- **Stated exercise**
Print every line of the listing below, unchanged, from the line containing "outline --target=water droplet" down to the line containing "201 72 L 198", including both of those lines. Leave the pictures out of your answer.

::::::::::

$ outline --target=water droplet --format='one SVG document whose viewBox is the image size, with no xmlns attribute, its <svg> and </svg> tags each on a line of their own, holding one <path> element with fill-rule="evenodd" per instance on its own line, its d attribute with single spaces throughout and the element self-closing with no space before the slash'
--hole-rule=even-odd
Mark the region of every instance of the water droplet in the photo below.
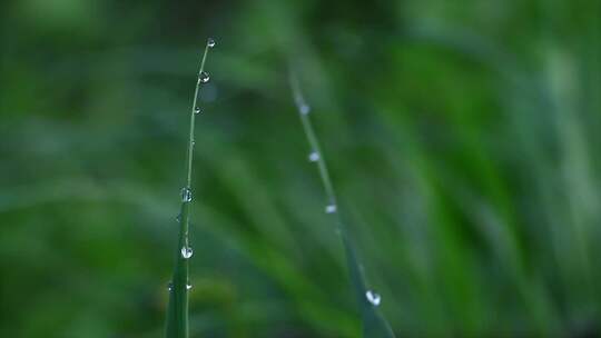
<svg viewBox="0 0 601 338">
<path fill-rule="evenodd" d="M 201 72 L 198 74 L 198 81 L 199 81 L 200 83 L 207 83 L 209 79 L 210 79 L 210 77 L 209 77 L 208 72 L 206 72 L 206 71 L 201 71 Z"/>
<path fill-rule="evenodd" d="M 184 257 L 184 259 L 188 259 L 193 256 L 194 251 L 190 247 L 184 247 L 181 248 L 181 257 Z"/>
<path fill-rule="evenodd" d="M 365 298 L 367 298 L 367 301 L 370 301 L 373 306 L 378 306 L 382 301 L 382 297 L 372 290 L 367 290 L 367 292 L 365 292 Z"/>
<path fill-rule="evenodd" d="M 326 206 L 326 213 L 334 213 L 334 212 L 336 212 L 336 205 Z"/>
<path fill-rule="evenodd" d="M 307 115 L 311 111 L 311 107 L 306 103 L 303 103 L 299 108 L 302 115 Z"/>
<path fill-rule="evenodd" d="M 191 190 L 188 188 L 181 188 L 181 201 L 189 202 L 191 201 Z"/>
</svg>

::::::::::

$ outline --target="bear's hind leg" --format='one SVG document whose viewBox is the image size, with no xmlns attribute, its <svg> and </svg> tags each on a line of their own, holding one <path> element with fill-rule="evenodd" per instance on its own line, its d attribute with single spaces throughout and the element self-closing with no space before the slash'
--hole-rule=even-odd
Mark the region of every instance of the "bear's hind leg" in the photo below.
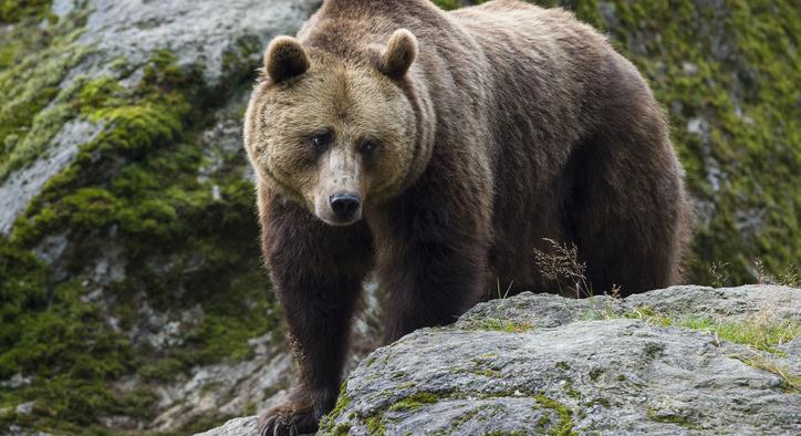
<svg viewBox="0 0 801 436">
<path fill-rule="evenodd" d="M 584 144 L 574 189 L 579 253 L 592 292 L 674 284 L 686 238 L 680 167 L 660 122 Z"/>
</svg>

::::::::::

- **Response to this exercise**
$ outline --target=water droplet --format='one SVG document whose viewBox is the image size, with no xmlns attribute, its <svg> and </svg> tags each on a line of their own, holding one <path> element with fill-rule="evenodd" per instance on its own line, its d attribute with single spaces throughout and the element self-closing with no space before the slash'
--hole-rule=even-odd
Mark the region of every instance of the water droplet in the photo below.
<svg viewBox="0 0 601 338">
<path fill-rule="evenodd" d="M 201 72 L 198 74 L 198 81 L 199 81 L 200 83 L 207 83 L 209 79 L 210 79 L 210 77 L 209 77 L 208 72 L 206 72 L 206 71 L 201 71 Z"/>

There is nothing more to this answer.